PROBLEM REQUIREMENTS:
Read the records beneath this task and copy every line that contains the string "photo".

[[ INPUT DATA open ]]

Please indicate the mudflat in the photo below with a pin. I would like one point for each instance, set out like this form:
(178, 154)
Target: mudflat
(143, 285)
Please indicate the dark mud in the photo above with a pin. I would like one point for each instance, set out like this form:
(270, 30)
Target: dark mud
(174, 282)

[[ INPUT DATA closed ]]
[[ INPUT DATA open ]]

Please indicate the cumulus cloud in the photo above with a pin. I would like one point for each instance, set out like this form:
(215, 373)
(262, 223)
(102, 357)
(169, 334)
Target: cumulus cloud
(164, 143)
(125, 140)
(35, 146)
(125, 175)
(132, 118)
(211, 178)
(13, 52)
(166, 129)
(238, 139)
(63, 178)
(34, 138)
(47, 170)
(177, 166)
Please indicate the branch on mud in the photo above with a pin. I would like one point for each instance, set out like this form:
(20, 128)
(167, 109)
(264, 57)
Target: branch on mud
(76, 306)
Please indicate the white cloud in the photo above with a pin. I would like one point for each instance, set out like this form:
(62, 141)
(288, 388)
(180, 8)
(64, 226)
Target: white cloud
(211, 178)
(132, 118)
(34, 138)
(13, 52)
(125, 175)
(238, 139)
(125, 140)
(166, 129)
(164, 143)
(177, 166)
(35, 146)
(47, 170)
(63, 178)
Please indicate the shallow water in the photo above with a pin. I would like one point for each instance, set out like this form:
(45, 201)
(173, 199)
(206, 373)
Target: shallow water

[[ INPUT DATA closed ]]
[[ INPUT DATA open ]]

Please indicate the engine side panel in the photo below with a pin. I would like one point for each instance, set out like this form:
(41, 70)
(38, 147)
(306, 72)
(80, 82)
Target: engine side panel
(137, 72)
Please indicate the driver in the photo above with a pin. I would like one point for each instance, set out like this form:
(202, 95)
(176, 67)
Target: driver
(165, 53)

[[ INPUT DATA closed ]]

SOLUTION TO THIS PROBLEM:
Please indicate the mudflat in the photo below with a pin. I would like one point for each instance, set out like this form:
Please indicate the dark mud in the photo above with a pin. I would like one point for each instance, set out like this form:
Please indicate the cumulus cloud in the photo above with a pin. I would like one point for each instance, set out like this form:
Please indicate the branch on mud in the photo above with a pin. I would like one point for each instance, set out like this form:
Please indicate the white cloud in the photo above with a pin. I would like one point for each instance, set out like this form:
Please indicate the shallow water in the photo above with a pin. I would like one point for each instance, set out like this form:
Please indicate the engine side panel in the photo below with a pin. I would like one point for each instance, set out like this form:
Please indicate the driver in the photo above with a pin. I would like one point for each instance, set out like this form:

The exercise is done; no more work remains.